PROBLEM 1 ->
Answer these about the text on Nordhaus and global warming skeptics:
(a) In which newspaper was the set of criticisms that Nordhaus chooses to address published?
(b) For how long does that article say global warming has been lacking?
(c) According to that article, what have computer models greatly exaggerated?

PROVIDED TEXT ->
──────────────────────────────

A recent piece by William Nordhaus purports to show why global warming skeptics are wrong. As he notes, one problem with the project is that there are a lot of people skeptical of different parts of the argument for doing something about global warming. He therefor chooses to select a specific set of criticisms, published in the Wall Street Journal. He writes:
The first claim is that the planet is not warming. More precisely, “Perhaps the most inconvenient fact is the lack of global warming for well over 10 years now.”
In response he offers a graph of global temperature and writes: "We do not need any complicated statistical analysis to see that
temperatures are rising, and furthermore that they are higher in the
last decade than they were in earlier decades"
We do not need any complicated analysis to see that temperatures have risen over the period 1900 to the present—but the piece he is attacking doesn't say they didn't. It says that they have not been rising for more than ten years—which, so far as one can tell from the graph, is true. He is attacking them for the offense of making a true claim on the grounds that a claim they did not make is false.
It is no doubt true that, among those critical of AGW, there are at least a few who deny that warming has occurred at all. But Nordhaus has explicitly limited himself to the claims in a particular article, and that is not one of them.
He goes on to criticize the WSJ article's attack on the IPCC models—specifically, its claim that "computer models have greatly exaggerated how much warming additional CO2 can cause." Unfortunately, his rebuttal never responds to that criticism.

──────────────────────────────

PROBLEM 2 -> In the records, set out the stretch from the line containing "the backpack, one" through the line containing "[(206, 242)]" as a numbered list, omitting any blank lines.

──────────────────────────────

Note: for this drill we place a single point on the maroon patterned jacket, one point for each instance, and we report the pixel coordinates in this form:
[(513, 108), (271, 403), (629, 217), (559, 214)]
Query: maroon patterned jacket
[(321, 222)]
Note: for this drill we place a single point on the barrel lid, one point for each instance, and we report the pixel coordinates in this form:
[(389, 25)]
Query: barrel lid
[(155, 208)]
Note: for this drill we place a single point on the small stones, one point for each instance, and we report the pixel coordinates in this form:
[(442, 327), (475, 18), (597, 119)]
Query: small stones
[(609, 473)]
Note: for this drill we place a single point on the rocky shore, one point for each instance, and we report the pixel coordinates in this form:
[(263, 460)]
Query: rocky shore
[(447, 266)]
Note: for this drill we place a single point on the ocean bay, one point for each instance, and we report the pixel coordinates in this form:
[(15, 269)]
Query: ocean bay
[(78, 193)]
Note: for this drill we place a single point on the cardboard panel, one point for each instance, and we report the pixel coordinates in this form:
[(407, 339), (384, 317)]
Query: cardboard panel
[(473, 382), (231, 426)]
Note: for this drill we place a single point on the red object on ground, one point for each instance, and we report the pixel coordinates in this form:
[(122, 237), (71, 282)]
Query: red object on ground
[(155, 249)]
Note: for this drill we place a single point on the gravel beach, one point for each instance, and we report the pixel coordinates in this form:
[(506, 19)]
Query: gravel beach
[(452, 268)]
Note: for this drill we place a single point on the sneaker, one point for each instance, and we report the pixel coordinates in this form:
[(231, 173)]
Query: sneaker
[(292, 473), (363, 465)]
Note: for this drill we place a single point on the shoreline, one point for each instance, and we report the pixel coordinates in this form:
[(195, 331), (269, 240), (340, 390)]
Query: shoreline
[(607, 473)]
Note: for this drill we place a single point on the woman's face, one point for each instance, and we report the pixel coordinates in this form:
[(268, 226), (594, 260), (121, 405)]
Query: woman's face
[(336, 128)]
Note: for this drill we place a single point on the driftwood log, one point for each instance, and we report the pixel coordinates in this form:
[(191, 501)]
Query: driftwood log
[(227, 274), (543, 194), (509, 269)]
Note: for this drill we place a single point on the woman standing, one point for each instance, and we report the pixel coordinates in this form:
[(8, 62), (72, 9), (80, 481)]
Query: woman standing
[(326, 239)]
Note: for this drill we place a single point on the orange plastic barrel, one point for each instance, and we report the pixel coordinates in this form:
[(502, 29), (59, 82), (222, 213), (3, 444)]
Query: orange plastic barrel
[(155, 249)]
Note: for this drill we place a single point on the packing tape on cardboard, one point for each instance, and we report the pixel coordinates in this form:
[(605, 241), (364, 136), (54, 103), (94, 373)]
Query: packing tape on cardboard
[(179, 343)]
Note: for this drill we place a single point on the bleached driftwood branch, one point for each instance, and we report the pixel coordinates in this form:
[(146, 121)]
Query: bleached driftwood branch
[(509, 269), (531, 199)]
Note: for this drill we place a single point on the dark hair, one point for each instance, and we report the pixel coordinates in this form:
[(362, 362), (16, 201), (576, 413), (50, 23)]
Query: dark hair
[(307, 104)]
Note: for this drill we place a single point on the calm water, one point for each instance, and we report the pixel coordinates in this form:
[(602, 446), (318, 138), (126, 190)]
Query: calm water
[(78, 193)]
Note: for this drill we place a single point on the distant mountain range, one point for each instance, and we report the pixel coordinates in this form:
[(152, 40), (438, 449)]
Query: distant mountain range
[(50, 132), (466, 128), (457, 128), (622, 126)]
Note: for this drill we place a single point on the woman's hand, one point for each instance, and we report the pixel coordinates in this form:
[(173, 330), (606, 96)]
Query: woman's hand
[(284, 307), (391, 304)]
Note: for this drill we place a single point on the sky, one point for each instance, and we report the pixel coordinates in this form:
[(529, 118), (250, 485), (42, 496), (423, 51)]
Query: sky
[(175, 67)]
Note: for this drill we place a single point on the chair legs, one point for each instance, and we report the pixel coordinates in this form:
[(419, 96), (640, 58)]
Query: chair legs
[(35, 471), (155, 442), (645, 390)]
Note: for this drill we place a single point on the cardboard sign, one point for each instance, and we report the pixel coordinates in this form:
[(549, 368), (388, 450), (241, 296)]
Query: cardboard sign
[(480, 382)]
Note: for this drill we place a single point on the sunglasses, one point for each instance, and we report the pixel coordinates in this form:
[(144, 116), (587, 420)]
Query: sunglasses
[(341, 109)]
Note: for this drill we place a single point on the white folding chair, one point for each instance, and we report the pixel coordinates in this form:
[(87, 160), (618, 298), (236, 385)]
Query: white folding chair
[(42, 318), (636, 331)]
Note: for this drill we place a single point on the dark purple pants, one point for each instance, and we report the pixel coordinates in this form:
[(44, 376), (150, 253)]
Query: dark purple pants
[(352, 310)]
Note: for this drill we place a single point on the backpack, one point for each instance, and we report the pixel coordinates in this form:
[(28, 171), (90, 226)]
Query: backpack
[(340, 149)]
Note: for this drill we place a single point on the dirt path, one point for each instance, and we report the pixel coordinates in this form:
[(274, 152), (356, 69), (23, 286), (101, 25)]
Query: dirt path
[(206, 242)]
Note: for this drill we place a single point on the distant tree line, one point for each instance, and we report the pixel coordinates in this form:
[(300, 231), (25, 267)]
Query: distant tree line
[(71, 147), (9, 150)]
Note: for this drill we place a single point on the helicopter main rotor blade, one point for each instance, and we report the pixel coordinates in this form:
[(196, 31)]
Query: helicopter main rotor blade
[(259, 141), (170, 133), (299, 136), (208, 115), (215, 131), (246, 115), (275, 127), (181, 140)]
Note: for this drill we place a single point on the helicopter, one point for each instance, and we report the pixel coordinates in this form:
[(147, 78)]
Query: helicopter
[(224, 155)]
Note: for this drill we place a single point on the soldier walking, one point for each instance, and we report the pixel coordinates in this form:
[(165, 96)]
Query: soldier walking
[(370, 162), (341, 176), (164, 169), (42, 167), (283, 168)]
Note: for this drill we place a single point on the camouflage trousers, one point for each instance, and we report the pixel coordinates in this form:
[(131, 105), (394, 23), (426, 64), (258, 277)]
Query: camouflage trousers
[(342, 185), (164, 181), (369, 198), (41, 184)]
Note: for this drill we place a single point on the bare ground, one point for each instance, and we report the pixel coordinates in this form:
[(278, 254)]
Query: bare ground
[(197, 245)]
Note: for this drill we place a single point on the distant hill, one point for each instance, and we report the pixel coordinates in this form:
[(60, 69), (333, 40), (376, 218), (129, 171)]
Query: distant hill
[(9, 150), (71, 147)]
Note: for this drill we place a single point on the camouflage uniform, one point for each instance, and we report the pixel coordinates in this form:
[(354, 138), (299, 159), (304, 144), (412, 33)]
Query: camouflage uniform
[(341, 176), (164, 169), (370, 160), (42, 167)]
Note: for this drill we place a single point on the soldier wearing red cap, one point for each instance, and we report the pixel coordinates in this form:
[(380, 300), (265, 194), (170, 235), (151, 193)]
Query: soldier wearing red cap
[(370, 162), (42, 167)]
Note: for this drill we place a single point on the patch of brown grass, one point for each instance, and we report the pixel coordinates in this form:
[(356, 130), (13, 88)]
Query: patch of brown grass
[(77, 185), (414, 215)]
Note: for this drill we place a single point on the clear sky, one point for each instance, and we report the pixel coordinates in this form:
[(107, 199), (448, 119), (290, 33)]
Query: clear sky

──────────────────────────────

TASK RESULT 1 ->
(a) The Wall Street Journal.
(b) Well over 10 years.
(c) How much warming additional CO2 can cause.

TASK RESULT 2 ->
1. Note: for this drill we place a single point on the backpack, one point for each instance, and we report the pixel coordinates in this form:
2. [(28, 171), (90, 226)]
3. Query: backpack
4. [(340, 149)]
5. Note: for this drill we place a single point on the dirt path, one point for each instance, and we report the pixel coordinates in this form:
6. [(274, 152), (356, 69), (23, 286), (101, 25)]
7. Query: dirt path
8. [(206, 242)]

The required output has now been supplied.